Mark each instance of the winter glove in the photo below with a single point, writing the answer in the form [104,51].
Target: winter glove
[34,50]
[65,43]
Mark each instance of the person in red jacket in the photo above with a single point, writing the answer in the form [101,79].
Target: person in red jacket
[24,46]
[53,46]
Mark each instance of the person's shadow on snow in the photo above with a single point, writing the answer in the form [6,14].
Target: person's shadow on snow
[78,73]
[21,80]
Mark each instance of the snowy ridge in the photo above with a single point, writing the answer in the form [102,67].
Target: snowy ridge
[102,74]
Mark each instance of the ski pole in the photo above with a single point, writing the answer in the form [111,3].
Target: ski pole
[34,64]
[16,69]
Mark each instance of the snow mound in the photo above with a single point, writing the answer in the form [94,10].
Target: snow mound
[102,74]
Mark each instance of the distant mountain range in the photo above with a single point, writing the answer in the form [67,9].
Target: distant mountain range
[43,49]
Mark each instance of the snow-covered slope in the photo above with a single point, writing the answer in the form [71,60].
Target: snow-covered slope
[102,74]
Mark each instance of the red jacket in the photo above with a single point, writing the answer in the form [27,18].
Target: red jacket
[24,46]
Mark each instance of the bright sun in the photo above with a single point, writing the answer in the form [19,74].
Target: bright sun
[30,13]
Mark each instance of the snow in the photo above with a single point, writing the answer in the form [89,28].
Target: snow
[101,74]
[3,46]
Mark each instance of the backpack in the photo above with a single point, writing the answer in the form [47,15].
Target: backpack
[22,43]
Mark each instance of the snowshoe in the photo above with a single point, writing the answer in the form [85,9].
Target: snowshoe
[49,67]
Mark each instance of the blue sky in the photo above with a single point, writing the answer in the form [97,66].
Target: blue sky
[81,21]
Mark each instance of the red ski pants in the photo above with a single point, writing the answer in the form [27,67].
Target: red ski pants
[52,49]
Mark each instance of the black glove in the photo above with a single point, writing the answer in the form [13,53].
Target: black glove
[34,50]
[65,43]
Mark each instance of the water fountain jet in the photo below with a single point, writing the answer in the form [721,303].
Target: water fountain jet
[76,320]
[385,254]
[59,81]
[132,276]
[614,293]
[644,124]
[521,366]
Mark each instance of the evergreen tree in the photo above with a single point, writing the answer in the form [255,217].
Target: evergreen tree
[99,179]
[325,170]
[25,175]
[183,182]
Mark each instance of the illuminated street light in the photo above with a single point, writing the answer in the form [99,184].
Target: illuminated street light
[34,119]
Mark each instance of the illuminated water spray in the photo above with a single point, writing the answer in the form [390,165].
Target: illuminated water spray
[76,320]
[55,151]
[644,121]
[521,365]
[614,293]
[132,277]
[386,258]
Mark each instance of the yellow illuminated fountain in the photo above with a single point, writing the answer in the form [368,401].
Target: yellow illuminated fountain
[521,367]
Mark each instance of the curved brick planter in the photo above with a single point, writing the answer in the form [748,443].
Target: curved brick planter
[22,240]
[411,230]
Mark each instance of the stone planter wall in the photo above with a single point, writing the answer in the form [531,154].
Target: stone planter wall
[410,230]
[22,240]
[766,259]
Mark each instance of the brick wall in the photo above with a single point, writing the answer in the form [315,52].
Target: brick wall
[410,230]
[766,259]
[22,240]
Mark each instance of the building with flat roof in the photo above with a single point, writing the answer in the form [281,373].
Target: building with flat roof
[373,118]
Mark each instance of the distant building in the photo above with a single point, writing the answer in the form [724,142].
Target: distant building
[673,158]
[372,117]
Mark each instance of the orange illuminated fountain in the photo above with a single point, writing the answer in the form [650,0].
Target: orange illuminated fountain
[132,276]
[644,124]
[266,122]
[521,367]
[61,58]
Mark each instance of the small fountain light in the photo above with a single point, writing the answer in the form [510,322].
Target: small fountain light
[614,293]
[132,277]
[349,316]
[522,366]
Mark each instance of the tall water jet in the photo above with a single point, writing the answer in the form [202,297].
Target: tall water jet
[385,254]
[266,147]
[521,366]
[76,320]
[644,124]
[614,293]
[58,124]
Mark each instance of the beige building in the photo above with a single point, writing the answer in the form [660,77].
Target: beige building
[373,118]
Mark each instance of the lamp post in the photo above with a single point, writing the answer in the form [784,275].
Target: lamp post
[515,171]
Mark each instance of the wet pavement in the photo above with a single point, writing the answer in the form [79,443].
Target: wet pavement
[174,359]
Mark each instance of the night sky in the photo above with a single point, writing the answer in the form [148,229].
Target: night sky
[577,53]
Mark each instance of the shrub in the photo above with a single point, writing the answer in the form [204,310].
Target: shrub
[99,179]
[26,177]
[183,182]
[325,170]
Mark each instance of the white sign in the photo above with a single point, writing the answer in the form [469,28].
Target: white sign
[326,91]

What is required — Write down exactly the span of lines above from the one containing "Target: orange illuminated fountain" to the one containing "Mark each instance of the small", both ends included.

Response —
Target: orange illuminated fountain
[132,276]
[644,124]
[266,122]
[521,367]
[61,58]
Mark each instance of the small fountain light in the photo above with a single point, writing the answer in the form [510,322].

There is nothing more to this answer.